**Objectives:**
(1) Using the passage on ductwork costs, explain in one to three sentences why ductwork costs less to install in a new home than to add to an existing one.
(2) Write a continuation of the passage on ductwork costs, beginning after its final sentence.

--- Start of Selected text ---

The cost of aluminum flexible ducts averages $6.50 to $11.50 a linear foot installed. There are many aluminum duct types, including uninsulated and insulated flexible ductwork. These can be used for branches, tight spaces, exposed ducts, and ducts in uninsulated areas. This is one of the more common materials since it is easy to work with and readily available. The insulated material helps achieve LEED credits. The duct shape plays a role in how and where exactly it will be used.
The cost of fiberglass 1 duct board ranges from $6.50 to $13.50 a linear foot installed. This material can be installed in place of sheet metal ductwork. It is usually rectangular, but some oval exists. This material is used for the trunk of the ductwork system. The trunk is the area that connects directly to the HVAC and runs to all the branches, which then feed off to the vents. Fiberglass ducts are insulating and can be used to gain LEED credits in some areas.
The cost of sheet metal ductwork is between $11.50 and $19.50 a linear foot installed. This is what the trunk of your system is made from. When the air leaves your HVAC, it heads out in a large rectangular or oval trunk, with the shape being dictated by the area and size. From here, it branches out. That is when more flexible materials are used. Sheet metal can be oval or rectangular, and it may be insulated, depending on the type.
The home size plays a role in how expensive the project is. Larger homes require more linear feet of ductwork to reach all the rooms and areas to be heated or cooled. Smaller homes need less ductwork. The layout also plays a part. Two homes of the same square footage, but with different layouts, may have different amounts of ductwork and costs. The amount of ductwork you need is not necessarily tied to your square footage, and there is no direct conversion. Instead, it is tied to several factors, including climate, airflow, and the size of your ducts and HVAC system. Therefore, one home can have a range of sizes and costs. Below are the average costs for installing ductwork in a new home, replacing ductwork in a home, and retrofitting an existing home with new ducts.
In general, installing ductwork in a new home will cost less than the costs of adding ducts to an existing home. This is because the walls are not finished, and the workers are more easily able to run the ducts, lowering the labor cost. Because the walls and home are not finished, there are no added costs for having to cut into a wall or having to make patches or repairs later on.

--- End of Selected text ---
--- Start of Provided data ---

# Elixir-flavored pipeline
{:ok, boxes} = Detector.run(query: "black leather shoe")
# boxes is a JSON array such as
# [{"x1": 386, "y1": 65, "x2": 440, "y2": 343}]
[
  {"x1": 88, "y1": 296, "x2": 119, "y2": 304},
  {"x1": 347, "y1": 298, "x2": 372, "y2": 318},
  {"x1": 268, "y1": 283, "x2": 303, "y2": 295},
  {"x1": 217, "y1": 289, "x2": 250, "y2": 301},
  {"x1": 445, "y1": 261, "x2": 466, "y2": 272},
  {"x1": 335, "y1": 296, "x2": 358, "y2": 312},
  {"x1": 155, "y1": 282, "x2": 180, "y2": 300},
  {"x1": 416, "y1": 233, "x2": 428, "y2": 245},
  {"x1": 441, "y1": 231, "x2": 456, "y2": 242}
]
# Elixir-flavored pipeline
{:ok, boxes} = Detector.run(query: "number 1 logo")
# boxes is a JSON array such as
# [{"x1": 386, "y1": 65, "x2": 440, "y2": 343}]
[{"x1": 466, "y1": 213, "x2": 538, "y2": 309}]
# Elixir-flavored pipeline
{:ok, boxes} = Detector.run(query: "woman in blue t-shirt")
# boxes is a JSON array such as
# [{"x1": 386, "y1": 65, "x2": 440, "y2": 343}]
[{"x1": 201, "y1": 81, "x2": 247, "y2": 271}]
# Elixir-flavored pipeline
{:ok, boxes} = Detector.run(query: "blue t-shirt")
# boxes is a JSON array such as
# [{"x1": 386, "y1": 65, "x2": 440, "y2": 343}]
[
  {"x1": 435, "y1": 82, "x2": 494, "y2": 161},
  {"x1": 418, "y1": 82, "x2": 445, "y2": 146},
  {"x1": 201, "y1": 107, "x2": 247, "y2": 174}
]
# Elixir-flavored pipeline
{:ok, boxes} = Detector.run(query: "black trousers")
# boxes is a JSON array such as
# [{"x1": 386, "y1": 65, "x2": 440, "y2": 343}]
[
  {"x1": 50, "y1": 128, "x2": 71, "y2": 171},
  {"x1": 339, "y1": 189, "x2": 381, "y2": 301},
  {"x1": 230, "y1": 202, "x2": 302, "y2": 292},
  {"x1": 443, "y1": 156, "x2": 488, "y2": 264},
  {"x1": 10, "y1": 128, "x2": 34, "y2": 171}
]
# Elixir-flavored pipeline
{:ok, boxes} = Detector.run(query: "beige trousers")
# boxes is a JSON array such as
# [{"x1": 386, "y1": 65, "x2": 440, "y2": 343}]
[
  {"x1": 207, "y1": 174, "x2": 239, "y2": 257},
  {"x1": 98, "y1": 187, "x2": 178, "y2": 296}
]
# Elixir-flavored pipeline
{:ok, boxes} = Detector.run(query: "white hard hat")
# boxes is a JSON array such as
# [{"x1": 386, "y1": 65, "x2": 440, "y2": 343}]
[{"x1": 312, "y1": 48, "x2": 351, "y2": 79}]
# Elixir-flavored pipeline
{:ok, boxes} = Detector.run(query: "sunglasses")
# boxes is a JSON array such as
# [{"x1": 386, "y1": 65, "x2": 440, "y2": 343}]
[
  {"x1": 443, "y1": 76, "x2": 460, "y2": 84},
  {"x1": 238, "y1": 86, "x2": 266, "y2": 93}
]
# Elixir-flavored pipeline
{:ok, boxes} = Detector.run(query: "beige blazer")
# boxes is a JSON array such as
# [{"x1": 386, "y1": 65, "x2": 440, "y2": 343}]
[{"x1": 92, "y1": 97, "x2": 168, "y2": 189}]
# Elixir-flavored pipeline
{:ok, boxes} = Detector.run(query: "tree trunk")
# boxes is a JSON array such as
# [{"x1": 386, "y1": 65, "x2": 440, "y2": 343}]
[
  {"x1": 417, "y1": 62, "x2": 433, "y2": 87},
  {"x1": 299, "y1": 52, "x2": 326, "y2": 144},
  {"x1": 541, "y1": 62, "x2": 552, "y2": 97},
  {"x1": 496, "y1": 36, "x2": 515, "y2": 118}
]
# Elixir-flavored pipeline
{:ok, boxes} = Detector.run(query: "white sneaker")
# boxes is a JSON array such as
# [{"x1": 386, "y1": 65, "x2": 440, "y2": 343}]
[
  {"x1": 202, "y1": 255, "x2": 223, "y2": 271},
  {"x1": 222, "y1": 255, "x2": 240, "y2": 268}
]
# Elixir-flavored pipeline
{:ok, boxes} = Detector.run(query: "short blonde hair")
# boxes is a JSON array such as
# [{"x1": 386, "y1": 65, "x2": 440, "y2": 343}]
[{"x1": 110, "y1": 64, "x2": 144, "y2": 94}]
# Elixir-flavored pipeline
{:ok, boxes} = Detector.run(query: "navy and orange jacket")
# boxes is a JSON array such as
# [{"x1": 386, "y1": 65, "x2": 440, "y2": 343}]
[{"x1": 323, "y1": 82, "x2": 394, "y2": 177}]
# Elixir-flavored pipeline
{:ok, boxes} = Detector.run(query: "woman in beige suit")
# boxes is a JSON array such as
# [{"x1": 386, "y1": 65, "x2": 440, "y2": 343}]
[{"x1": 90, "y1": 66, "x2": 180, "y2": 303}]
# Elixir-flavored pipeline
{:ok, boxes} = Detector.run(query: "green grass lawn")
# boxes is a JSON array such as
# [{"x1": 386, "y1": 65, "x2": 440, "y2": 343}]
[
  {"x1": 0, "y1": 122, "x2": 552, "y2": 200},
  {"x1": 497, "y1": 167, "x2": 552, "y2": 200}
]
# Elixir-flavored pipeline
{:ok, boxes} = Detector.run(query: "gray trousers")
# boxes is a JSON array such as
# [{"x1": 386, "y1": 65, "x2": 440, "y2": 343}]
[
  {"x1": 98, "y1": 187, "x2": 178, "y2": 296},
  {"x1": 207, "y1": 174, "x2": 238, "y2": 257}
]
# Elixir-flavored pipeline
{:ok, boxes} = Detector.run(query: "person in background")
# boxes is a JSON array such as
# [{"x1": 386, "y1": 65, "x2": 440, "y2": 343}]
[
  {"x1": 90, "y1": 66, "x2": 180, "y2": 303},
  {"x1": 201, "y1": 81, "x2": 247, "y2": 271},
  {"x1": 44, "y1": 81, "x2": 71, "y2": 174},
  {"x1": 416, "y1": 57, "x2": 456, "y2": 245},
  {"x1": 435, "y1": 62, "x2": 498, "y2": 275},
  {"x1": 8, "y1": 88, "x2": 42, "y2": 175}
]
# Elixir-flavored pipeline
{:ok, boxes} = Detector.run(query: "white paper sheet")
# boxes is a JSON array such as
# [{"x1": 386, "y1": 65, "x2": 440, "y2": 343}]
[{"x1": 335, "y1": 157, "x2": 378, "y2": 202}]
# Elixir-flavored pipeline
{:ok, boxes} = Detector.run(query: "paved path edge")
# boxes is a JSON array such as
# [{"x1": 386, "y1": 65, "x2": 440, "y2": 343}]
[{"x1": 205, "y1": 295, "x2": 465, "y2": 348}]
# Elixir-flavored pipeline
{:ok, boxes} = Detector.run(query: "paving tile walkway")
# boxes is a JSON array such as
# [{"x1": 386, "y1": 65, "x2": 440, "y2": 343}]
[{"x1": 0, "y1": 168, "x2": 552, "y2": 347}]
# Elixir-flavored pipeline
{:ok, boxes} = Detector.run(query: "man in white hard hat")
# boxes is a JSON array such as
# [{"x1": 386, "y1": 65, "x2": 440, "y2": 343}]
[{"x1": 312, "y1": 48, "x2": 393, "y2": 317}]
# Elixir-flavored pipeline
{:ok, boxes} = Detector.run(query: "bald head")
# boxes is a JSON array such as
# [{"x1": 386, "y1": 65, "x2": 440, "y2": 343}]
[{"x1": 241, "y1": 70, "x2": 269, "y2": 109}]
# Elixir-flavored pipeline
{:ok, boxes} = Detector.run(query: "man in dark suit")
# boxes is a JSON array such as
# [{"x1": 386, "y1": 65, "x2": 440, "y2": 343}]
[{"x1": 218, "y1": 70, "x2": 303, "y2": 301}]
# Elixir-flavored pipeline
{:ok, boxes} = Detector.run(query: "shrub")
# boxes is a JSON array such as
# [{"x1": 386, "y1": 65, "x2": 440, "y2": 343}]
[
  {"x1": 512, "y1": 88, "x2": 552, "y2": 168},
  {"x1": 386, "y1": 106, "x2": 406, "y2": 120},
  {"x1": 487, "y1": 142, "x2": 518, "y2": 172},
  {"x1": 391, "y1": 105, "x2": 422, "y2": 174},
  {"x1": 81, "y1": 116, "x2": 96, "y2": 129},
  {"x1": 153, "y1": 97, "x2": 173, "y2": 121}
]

--- End of Provided data ---

**Written responses:**
(1) In a new home the walls are not finished, so workers can run the ducts more easily, which lowers the labor cost. There are also no added costs for cutting into a wall or for patches and repairs afterward.

(2)
The home size is tied to the number of linear feet necessary for the job. Therefore, there is not a direct cost per square foot, but rather a cost per linear foot that is tied to the total amount of ducts necessary for a home of that size. Below are the average costs for ductwork for homes of varying sizes.
|House Size||Linear Feet of Ducts||Average Costs (New Home Installed)|
|1,000 sq.ft.||80 - 120||$800 - $1,560|
|2,000 sq.ft.||180 - 300||$1,900 - $4,000|
|3,000 sq.ft.||280 - 375||$2,800 - $4,875|
|4,000 sq.ft.||350 - 500||$3,500 - $6,500|
The cost to replace existing ductwork is always going to be more than the cost of ducts in new construction. This is because you will have costs related to the removal and disposal of the existing ducts. Depending on where they are located, your labor costs could be higher or lower as well, simply because the ducts can be easy or difficult to reach, remove, and install. Like in new construction, each home size will have a range of duct lengths, dictating the costs. Below are the average costs for replacing ducts in homes of varying sizes.
|House Size||Linear Feet of Ducts||Average Costs (Replacement Installed)|
|1,000 sq.ft.||80 - 120||$1,333 - $2,400|
|2,000 sq.ft.||180 - 300||$3,000 - $6,000|
|3,000 sq.ft.||280 - 375||$4,665 - $7,500|
|4,000 sq.ft.||350 - 500||$5,831 - $10,000|
Retrofitting an existing home with new ductwork is the most expensive method of duct installation. To run ducts in an existing home, you often have to make paths for them through closets, beneath stairs, and through the attic. This can be difficult, requires a lot of careful planning on the part of the installer, and may require opening of existing walls, as well as patching and refinishing at the end. This can lead to a wide range of costs for the project.
Like in other ductwork installations, there can be a range of linear feet of ducts needed for homes of different sizes. Because ducts are installed by the linear foot, the average number of feet used in a home of different sizes is what will impact the total project cost. Below are the average costs to install ducts in homes of varying sizes.
|House Size||Linear Feet of Ducts||Average Costs (Retrofit Installed)|
|1,000 sq.ft.||80 - 120||$5,332 - $7,200|
|2,000 sq.ft.||180 - 300||$12,000 - $18,000|
|3,000 sq.ft.||280 - 375||$18,665 - $22,500|
|4,000 sq.ft.||350 - 500||$23,331 - $30,000|
Depending on the home type, your ducts may be visible, hidden, or a combination. It is common for homes to have at least some exposed ducts in the basement or utility room because they move from your HVAC system to the finished rooms of your home. From there, the ducts become concealed in floors, walls, ceilings, closets, and other spaces. In some homes, such as lofts, all the ducts may remain exposed. The cost of installing new ducts fluctuates depending on whether the ducts are exposed or hidden. Hidden ducts are harder to reach, increasing labor costs.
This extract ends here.